Variance Reduction¶

Lower variance means smaller required sample sizes and faster experiments. splita provides 14 variance reduction methods.

CUPED¶

Controlled-experiment Using Pre-Experiment Data. The most widely used variance reduction technique at companies like Microsoft, Booking.com, and Netflix.

from splita.variance import CUPED
from splita import Experiment
import numpy as np

rng = np.random.default_rng(42)

# Pre-experiment data (e.g., last week's page views)
pre_ctrl = rng.normal(10, 2, size=1000)
pre_trt = rng.normal(10, 2, size=1000)

# Experiment data (correlated with pre-experiment)
ctrl = pre_ctrl + rng.normal(0, 1, 1000)
trt = pre_trt + 0.5 + rng.normal(0, 1, 1000)

# Apply CUPED
cuped = CUPED()
ctrl_adj, trt_adj = cuped.fit_transform(ctrl, trt, pre_ctrl, pre_trt)
print(f"Variance reduction: {cuped.variance_reduction_:.0%}")  # ~75%

# Run the test on adjusted data
result = Experiment(ctrl_adj, trt_adj).run()

Note

CUPED works best when the pre-experiment covariate is highly correlated with the outcome. Typical reductions range from 30-80%.

CUPAC¶

ML-predicted covariate adjustment. Uses cross-validated ML models to predict the outcome from covariates, then adjusts using the predictions. Requires pip install splita[ml].

from splita.variance import CUPAC
import numpy as np

rng = np.random.default_rng(42)
n = 2000

# Multiple covariates as a feature matrix
X_ctrl = rng.normal(0, 1, (n, 5))

**Your objective:** Transcribe the variance reduction page word for word, starting with "from splita.variance import CUPED" and going on through "0.5 + rng.normal(0, 1, 1000)". Rely on nothing but the variance reduction page above.

**Source material:**

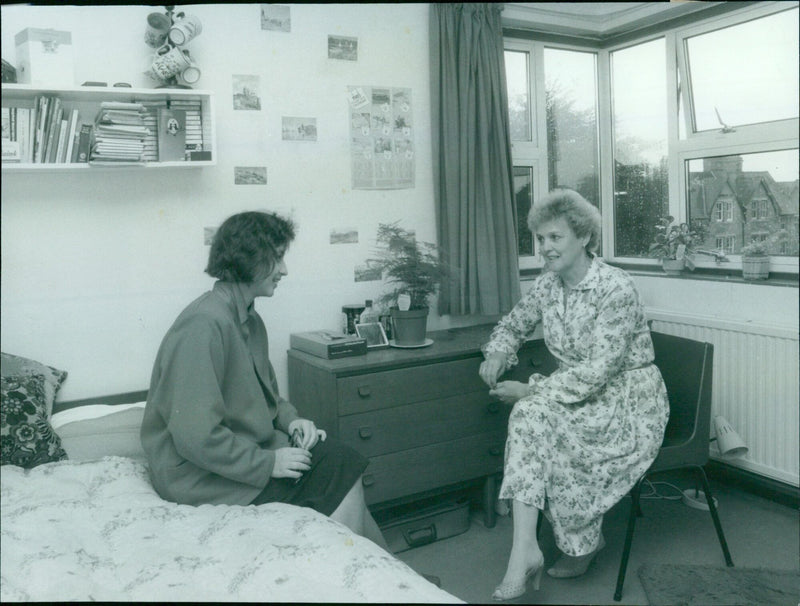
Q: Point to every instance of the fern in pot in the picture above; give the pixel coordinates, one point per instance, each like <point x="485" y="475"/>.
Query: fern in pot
<point x="414" y="270"/>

**Worked answer:**
from splita.variance import CUPED
from splita import Experiment
import numpy as np

rng = np.random.default_rng(42)

# Pre-experiment data (e.g., last week's page views)
pre_ctrl = rng.normal(10, 2, size=1000)
pre_trt = rng.normal(10, 2, size=1000)

# Experiment data (correlated with pre-experiment)
ctrl = pre_ctrl + rng.normal(0, 1, 1000)
trt = pre_trt + 0.5 + rng.normal(0, 1, 1000)